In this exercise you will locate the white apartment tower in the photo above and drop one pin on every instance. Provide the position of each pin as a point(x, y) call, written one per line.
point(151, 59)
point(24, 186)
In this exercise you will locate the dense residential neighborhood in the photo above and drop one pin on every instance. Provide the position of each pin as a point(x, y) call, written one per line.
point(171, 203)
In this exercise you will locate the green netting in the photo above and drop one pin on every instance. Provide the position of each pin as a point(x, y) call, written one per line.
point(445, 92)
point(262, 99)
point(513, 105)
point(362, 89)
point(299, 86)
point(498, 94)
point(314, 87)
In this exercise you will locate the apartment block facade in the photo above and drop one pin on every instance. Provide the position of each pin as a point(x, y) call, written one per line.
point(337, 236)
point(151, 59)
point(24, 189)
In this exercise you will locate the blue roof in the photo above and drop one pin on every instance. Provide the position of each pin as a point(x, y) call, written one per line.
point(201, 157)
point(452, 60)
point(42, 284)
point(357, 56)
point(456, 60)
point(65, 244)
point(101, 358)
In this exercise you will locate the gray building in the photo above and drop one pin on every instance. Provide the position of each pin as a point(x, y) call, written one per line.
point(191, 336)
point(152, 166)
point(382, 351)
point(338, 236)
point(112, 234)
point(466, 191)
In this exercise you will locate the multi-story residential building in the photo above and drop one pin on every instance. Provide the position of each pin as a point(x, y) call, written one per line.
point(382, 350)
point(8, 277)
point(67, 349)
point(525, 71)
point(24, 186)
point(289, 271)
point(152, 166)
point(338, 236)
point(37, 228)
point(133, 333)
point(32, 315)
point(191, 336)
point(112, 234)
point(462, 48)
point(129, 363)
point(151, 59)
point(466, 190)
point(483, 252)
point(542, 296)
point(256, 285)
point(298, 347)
========
Write out each line exactly, beginning at the one with "In this exercise you will locate the multi-story" and ending at the final line of the records above, with nothing added.

In this exercise you will locate the multi-story residential building in the photo above and drop one pin on every instance. Provide the position of each pin as a point(x, y) call, written one per line.
point(382, 350)
point(8, 277)
point(67, 349)
point(525, 71)
point(24, 186)
point(289, 271)
point(152, 166)
point(338, 236)
point(37, 228)
point(133, 333)
point(32, 315)
point(191, 336)
point(112, 234)
point(462, 48)
point(129, 363)
point(151, 59)
point(466, 190)
point(483, 252)
point(542, 296)
point(256, 285)
point(298, 347)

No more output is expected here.